**Brief**
What the response needs is every record, repeated verbatim, and no images.
START Records shown
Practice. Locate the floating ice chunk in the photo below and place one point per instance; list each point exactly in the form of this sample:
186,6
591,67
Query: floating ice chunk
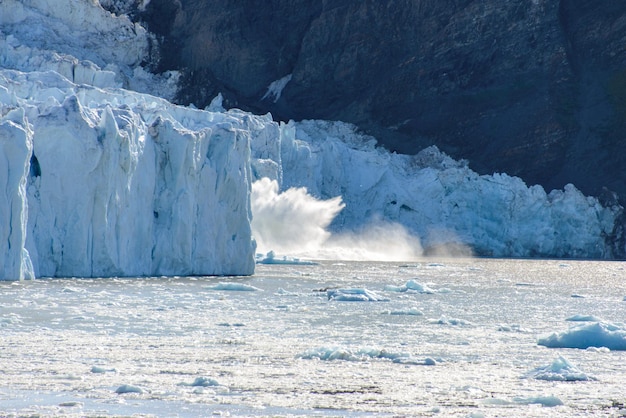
354,295
128,389
411,311
549,401
598,349
583,318
230,286
204,382
428,361
512,328
449,321
597,334
411,285
561,370
329,353
284,292
98,369
270,258
363,354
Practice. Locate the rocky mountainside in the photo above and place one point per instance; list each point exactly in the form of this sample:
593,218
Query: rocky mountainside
533,88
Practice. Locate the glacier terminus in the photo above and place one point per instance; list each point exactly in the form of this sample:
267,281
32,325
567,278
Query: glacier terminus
101,175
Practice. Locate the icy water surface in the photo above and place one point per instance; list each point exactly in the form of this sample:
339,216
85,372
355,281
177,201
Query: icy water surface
460,341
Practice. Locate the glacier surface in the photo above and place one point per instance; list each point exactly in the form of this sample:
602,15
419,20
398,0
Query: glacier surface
103,176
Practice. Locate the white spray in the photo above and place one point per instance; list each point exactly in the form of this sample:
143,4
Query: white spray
294,223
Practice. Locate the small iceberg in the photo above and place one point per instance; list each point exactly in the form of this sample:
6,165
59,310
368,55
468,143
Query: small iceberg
128,389
597,334
547,401
443,320
583,318
237,287
561,370
354,295
270,258
364,354
409,312
410,286
202,382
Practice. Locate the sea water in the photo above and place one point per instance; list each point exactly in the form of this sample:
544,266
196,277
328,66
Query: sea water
449,337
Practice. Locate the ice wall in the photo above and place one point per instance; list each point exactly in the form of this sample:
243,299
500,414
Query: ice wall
116,183
15,150
438,199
END Records shown
**Completed task**
Practice. Locate the floating ice chunk in the photo below and place one point per instance; list each point exactly in the form of this sample:
186,6
591,67
Query: floating ice chunk
354,295
128,389
411,311
549,401
598,349
583,318
230,286
204,382
428,361
512,328
449,321
597,334
411,285
561,370
329,353
284,292
98,369
270,258
363,354
Practice. Locate the rocky mountainside in the photo above and place one point per instance; list each point exactly in the form of this sample:
593,218
Query: rocky mountainside
533,88
Practice. Locate the glacier terminus in the photo above and place one point per instance; list each point exactly in the form of this sample:
267,281
32,325
567,278
Query: glacier terminus
101,175
Practice. Locate the icy water surface in the photo above and place one point per instance; list each point exactly in the form of this sample:
339,216
85,372
355,281
177,201
Query: icy water surface
460,341
Practice. Locate the glacier surface in the photo above and place one point per instance; list each point exactly in the form of this sample:
602,15
419,20
398,0
Query: glacier surface
103,176
Practice. Locate the white spray in the photo above and place one point per instance; list each point exactly in the form of this sample:
143,4
Query: white spray
294,223
Practice. Locate the small iceberg in the photo above and place one point per instance; list each point exactly in the form of this sample:
6,165
59,310
368,55
468,143
Query: small iceberg
128,389
597,334
547,401
443,320
583,318
237,287
561,370
354,295
270,258
364,354
409,312
410,286
202,382
Practice. Locate the sea water in the photo above and place one point per instance; list each point exactly in the form of this sample:
544,266
196,277
328,66
Query: sea water
449,337
Practice. Locate the ice wall in the photo above and place one point per instance; list each point exactly in the form of this sample:
243,299
500,414
Query: ice wall
116,183
15,150
438,199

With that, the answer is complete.